Exercise instructions
Retrieve each line that contains the word "racing" from the entries below.

Text-to-region grounding data
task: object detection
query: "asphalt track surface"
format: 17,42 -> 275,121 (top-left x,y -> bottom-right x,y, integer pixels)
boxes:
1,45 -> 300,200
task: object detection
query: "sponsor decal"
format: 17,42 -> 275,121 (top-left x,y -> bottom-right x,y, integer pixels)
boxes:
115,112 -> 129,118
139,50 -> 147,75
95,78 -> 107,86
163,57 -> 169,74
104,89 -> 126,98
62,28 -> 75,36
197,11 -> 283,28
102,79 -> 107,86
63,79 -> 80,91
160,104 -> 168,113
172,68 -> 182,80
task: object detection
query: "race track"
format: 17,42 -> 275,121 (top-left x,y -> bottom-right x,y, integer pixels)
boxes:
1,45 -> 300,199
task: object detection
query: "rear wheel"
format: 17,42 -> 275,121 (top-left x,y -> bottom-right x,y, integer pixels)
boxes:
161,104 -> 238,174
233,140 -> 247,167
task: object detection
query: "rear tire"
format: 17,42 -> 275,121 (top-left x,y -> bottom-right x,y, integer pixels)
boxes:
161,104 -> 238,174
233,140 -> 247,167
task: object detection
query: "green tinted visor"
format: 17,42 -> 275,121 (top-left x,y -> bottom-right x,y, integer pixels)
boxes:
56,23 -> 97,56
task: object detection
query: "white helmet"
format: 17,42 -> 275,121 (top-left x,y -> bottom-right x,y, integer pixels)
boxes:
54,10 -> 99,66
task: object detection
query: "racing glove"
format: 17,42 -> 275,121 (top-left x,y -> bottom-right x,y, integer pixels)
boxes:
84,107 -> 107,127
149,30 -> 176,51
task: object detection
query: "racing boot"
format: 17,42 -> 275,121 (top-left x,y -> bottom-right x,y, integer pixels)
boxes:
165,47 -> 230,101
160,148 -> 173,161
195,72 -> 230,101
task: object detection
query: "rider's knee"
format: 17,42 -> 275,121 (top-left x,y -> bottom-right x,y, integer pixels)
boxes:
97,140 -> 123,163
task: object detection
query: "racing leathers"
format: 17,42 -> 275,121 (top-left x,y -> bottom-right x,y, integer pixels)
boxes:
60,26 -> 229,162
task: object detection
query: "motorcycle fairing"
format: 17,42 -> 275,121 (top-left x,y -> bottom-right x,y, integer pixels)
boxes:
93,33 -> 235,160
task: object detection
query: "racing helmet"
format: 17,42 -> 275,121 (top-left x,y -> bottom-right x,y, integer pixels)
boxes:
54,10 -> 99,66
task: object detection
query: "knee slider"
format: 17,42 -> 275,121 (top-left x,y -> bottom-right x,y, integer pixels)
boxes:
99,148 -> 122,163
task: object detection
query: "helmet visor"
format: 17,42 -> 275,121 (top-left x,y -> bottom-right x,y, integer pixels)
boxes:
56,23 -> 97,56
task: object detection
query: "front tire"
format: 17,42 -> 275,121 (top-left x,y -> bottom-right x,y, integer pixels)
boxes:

Answer to the problem
query: "racing glove"
query: "racing boot"
query: "racing leathers"
query: "racing helmet"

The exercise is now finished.